Give all the data below as a numbered list, one line per number, leaving out any blank lines.

- [Provided records]
::::::::::

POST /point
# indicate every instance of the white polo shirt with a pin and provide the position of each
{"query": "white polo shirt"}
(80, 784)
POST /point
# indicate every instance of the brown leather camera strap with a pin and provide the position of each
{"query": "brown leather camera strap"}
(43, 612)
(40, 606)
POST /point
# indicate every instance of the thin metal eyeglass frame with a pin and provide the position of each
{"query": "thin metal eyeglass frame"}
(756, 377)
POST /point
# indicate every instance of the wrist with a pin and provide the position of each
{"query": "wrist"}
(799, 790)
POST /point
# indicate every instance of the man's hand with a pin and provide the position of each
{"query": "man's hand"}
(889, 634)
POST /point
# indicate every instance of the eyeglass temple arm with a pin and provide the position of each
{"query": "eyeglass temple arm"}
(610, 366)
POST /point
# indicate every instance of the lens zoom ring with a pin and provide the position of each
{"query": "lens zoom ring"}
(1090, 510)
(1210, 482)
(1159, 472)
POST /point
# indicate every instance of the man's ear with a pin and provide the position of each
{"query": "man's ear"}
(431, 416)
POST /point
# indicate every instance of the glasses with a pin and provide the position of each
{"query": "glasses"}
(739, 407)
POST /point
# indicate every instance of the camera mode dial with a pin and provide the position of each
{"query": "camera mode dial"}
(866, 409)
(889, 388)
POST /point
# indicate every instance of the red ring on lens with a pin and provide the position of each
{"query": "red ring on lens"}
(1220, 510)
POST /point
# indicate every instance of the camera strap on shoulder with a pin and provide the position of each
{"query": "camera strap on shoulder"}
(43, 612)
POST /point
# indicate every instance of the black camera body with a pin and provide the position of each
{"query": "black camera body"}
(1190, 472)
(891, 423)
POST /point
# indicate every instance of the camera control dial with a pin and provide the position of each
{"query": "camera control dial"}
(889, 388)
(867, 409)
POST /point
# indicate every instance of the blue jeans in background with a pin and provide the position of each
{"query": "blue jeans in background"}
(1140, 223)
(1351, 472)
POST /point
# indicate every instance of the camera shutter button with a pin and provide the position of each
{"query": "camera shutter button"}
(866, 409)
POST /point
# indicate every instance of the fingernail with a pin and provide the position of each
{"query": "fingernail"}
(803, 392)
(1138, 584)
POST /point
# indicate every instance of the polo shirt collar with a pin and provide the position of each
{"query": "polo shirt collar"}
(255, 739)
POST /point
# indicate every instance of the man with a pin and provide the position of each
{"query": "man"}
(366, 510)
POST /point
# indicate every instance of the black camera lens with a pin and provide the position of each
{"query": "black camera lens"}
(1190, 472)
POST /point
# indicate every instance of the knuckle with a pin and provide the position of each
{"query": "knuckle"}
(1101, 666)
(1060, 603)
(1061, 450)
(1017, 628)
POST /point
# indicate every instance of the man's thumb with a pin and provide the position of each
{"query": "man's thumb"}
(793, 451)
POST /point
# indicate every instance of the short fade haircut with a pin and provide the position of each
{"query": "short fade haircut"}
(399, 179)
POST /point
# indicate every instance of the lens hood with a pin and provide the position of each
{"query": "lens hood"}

::::::::::

- [Exercise result]
1. POST /point
2. # indicate every instance of the white polo shirt with a pin and provide the position of each
3. {"query": "white polo shirt"}
4. (80, 784)
5. POST /point
6. # indicate every instance of the brown leather camera strap with a pin and provide the position of each
7. {"query": "brown leather camera strap"}
8. (43, 612)
9. (40, 606)
10. POST /point
11. # indicate every instance of the thin metal eyeglass frame with a pin and provide the position of each
12. {"query": "thin metal eyeglass frame"}
13. (756, 377)
14. POST /point
15. # indicate every instance of the wrist with a pin and provide the position of each
16. {"query": "wrist"}
17. (799, 790)
18. POST /point
19. # indicate every instance of the man's hand with a pin and provide the position of each
20. {"query": "man's hand"}
21. (889, 634)
22. POST /point
23. # indicate every instance of the eyeglass temple arm with a pin and provide the position of each
24. {"query": "eyeglass temple arm"}
25. (610, 366)
26. POST /point
27. # indicate every instance of the lens zoom ring with a pin and provide the position of each
28. {"query": "lens zoom ring"}
29. (1090, 510)
30. (1210, 482)
31. (1159, 472)
32. POST /point
33. # indicate every instance of the man's ear with a pin and provide the position of each
34. {"query": "man's ear"}
35. (431, 416)
36. POST /point
37. # indicate every instance of the glasses with a pin and provide the position of each
38. {"query": "glasses"}
39. (739, 407)
40. POST /point
41. # indicate every instance of the camera mode dial with a pin and provide the position of each
42. {"query": "camera mode dial"}
43. (866, 409)
44. (889, 388)
45. POST /point
46. # indicate every instance of the red ring on lens with a pin and provide the position of each
47. {"query": "red ring on lens"}
48. (1220, 510)
49. POST /point
50. # indicate every instance of the camera strap on shoulder with a pin and provide the position of each
51. {"query": "camera strap on shoulder"}
52. (43, 612)
53. POST /point
54. # indicate every instance of the black camera body with a pin and provide the position of each
55. {"query": "black camera body"}
56. (1190, 472)
57. (891, 423)
58. POST /point
59. # indicate every instance of the camera control dial with a pin and provide the position of each
60. {"query": "camera control dial"}
61. (889, 388)
62. (867, 409)
63. POST /point
64. # indicate every instance of the blue jeans in background with a pin and provide the position of each
65. {"query": "blue jeans in background"}
66. (1140, 223)
67. (1351, 472)
68. POST /point
69. # indicate every instance of the camera shutter button with a pin and provide the position of each
70. {"query": "camera shutter button"}
71. (866, 409)
72. POST /point
73. # indicate every instance of the fingernail with a pin and provide the position of each
74. {"query": "fingernail"}
75. (803, 392)
76. (1138, 584)
77. POST /point
78. # indicate every instance of the polo shirt collar with a pin and provide the position of each
79. {"query": "polo shirt collar"}
80. (255, 739)
81. POST /point
82. # indicate every instance of the man with a pin and provide the position of each
83. {"query": "man"}
84. (366, 510)
85. POST /point
86. # indicate every instance of the black camera lens with a pin and provide the position of each
87. {"query": "black camera lens"}
88. (1190, 472)
89. POST /point
90. # indicate every instance of the knuckle with a pin and provide the position of each
91. {"query": "knuckle"}
92. (1101, 666)
93. (1060, 603)
94. (1061, 450)
95. (1017, 628)
96. POST /point
97. # indicate every instance of the man's thumb with a pin and provide the position of each
98. {"query": "man's thumb"}
99. (793, 451)
100. POST /point
101. # indicate every instance of the short fade haircut with a pin and provide the position of each
102. {"query": "short fade haircut"}
103. (399, 179)
104. POST /point
105. # indicate every instance of the lens hood with a pin and provide the position of each
106. {"query": "lens hood"}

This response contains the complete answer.